The story reeks of high crimes and civil disobedience. Where are Roman Polanski and Jack Nicholson when you really need them?

One gelato shop runs a thousand people a day through its tiny Eastside halls. A husband and his wife and their seven children are the proprietors. Or is it nine? One day they get a brainstorm. What if we had a service window, so people could order from the street? They go to City Hall for the permit.

The costs are tripled; the window is never built.

Another gelato shop has no chairs or tables on its outdoor patio. Permanent winter. When the boy and the girl behind the counter are not scooping lemon and strawberry, they’re seriously sucking face.

This is a neighbourhood defined by its disturbing quotient. What’s in the cone, riot juice?

Endless negotiating

A famous and long established Italian coffee shop on Commercial Drive has an interior courtyard. They dream of replicating the civilized touch found in every hilltown in Umbria and Tuscany – a quiet, little interior giardinetto with a few tables and chairs, some wisteria, perhaps a little music, god forbid. They’ve been dreaming this dream for many years now. Years of “negotiating” with Vancouver City Hall. Years of frustration and meddling and soaring costs for a few chairs and tables. Clearly, they are direct descendants of Bonnie and Clyde, possibly the Corleones.

A famous coffee shop downtown is harassed regularly about his Latin music and the number of chairs and tables he may or may not have on the sidewalk. Down at the end of the street, the guy who sells flowers is constantly reminded by some mandarin or other that his pushcart is six inches over the line. Six inches! String him up. On Robson, a purveyor of T-shirts ghetto blasts unbearable noise all day long, with some mysterious impunity.

In Kitsilano, a most popular Italian Deli spent over two years and thousands of dollars to develop an upstairs dining room. Before they could open, they were told that they had too many chairs and tables outside. The chairs and tables outside have a) been there for years, and b) always been shielded from pedestrian traffic by shrubs. What’s the problem?

GIVEN REQUEST 1:
In the piece about cafés and Vancouver City Hall, how long did the Kitsilano Italian deli spend developing its upstairs dining room?
GIVEN REQUEST 2:
Write out the part of the piece about cafés and Vancouver City Hall starting with "The story reeks" and going on through "for the permit.", word for word.

EXTRACTED ENTRIES:

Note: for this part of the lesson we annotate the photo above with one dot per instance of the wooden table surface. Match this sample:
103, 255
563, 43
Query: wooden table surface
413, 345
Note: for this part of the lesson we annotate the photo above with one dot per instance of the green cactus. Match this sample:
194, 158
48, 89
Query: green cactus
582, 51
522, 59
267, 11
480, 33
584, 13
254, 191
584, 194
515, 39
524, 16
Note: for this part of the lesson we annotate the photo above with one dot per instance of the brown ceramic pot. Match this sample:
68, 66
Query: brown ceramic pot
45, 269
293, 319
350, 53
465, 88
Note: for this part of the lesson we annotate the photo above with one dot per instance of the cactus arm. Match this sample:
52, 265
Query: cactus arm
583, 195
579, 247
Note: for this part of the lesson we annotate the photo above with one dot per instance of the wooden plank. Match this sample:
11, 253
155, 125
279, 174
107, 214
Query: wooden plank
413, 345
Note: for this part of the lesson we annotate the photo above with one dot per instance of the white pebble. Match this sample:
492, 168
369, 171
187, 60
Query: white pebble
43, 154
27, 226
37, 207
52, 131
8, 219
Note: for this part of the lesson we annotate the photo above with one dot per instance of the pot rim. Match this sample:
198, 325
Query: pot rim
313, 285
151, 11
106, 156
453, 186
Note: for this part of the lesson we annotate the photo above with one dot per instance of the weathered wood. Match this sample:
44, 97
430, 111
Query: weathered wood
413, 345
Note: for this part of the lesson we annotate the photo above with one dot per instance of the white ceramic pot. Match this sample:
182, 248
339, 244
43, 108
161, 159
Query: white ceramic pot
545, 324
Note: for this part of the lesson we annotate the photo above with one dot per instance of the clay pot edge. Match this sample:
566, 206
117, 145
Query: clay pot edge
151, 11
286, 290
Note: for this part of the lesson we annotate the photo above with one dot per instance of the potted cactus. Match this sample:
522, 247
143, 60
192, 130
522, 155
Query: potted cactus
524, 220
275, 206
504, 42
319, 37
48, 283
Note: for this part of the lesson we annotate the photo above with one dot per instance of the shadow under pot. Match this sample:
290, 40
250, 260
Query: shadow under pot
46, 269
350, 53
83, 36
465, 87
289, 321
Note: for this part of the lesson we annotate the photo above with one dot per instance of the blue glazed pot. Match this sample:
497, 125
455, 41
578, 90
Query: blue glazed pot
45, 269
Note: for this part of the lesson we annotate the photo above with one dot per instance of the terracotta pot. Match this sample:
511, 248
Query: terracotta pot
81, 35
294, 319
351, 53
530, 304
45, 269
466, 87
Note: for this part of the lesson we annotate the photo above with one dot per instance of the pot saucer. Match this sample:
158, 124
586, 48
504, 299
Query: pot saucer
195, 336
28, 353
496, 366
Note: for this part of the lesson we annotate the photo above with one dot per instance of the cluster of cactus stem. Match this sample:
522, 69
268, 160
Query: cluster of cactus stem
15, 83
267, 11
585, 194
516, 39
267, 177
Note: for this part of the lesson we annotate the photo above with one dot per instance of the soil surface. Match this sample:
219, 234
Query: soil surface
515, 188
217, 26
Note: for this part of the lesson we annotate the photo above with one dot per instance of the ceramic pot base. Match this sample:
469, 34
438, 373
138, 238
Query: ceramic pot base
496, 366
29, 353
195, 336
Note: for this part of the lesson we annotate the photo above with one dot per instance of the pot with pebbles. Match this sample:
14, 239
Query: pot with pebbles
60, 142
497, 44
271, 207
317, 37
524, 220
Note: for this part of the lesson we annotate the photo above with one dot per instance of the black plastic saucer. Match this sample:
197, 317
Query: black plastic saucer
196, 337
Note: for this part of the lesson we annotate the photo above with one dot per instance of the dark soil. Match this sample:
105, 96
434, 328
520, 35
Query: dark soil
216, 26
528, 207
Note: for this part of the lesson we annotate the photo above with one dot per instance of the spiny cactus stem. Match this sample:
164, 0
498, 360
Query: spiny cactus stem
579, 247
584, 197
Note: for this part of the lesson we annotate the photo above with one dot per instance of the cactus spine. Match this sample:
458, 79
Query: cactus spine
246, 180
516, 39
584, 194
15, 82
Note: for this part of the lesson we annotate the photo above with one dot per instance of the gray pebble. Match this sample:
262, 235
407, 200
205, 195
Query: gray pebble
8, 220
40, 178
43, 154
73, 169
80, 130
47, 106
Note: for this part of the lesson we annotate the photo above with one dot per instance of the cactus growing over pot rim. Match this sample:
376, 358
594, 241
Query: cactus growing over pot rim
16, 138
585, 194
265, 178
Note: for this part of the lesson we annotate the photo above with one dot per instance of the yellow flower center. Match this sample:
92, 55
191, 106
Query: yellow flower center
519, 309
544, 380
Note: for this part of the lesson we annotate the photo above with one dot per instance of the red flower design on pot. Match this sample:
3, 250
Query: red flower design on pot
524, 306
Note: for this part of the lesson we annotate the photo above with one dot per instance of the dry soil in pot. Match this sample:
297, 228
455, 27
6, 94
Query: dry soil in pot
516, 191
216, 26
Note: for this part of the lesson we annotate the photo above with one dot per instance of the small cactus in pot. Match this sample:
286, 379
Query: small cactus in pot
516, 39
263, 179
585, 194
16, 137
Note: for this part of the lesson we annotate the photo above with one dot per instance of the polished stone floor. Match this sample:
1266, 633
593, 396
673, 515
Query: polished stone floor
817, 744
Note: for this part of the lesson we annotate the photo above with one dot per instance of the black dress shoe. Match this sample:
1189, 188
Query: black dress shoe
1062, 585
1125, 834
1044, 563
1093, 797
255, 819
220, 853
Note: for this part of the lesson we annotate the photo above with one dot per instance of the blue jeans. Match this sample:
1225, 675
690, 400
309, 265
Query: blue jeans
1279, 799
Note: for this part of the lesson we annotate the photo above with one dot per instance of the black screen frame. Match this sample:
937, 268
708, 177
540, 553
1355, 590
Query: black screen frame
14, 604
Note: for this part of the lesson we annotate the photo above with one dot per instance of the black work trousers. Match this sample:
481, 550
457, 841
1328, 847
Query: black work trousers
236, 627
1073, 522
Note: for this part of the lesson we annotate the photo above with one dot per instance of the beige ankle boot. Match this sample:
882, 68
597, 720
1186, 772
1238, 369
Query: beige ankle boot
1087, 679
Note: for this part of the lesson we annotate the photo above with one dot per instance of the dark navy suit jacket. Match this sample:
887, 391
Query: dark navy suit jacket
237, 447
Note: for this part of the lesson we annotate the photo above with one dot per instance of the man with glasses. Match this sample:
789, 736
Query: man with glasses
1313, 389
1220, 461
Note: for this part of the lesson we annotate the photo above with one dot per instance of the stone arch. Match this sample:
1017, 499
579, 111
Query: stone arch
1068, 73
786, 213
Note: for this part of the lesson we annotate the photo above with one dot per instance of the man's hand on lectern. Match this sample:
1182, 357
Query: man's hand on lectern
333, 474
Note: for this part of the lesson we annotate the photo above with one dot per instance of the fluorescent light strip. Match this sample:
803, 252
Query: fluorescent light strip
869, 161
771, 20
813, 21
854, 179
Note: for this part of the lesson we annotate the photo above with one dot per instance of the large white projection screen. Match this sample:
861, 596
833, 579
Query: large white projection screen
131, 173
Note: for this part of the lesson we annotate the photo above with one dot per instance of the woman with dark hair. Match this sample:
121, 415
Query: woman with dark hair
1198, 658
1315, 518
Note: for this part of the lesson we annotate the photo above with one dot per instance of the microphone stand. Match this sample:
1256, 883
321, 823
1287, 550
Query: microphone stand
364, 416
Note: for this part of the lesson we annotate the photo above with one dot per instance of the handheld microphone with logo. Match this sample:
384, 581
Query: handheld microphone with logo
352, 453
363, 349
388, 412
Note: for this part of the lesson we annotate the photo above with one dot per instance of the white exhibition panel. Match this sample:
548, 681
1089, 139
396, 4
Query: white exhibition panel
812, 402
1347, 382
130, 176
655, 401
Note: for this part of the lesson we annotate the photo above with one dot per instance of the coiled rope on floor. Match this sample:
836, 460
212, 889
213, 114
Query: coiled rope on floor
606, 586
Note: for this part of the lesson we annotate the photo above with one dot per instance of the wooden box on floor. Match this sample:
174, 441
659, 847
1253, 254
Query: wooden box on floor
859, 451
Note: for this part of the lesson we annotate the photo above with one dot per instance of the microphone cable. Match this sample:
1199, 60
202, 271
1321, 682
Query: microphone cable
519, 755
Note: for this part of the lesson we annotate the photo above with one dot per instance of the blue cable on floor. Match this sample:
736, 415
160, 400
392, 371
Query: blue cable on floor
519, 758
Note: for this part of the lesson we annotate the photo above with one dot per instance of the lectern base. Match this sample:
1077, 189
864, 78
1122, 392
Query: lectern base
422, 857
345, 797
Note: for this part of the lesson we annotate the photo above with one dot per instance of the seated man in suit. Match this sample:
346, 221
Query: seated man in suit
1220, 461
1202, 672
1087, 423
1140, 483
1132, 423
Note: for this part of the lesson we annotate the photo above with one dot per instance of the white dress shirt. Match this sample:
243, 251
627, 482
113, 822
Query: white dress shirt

EXERCISE SOLUTION 1:
Over two years.

EXERCISE SOLUTION 2:
The story reeks of high crimes and civil disobedience. Where are Roman Polanski and Jack Nicholson when you really need them?

One gelato shop runs a thousand people a day through its tiny Eastside halls. A husband and his wife and their seven children are the proprietors. Or is it nine? One day they get a brainstorm. What if we had a service window, so people could order from the street? They go to City Hall for the permit.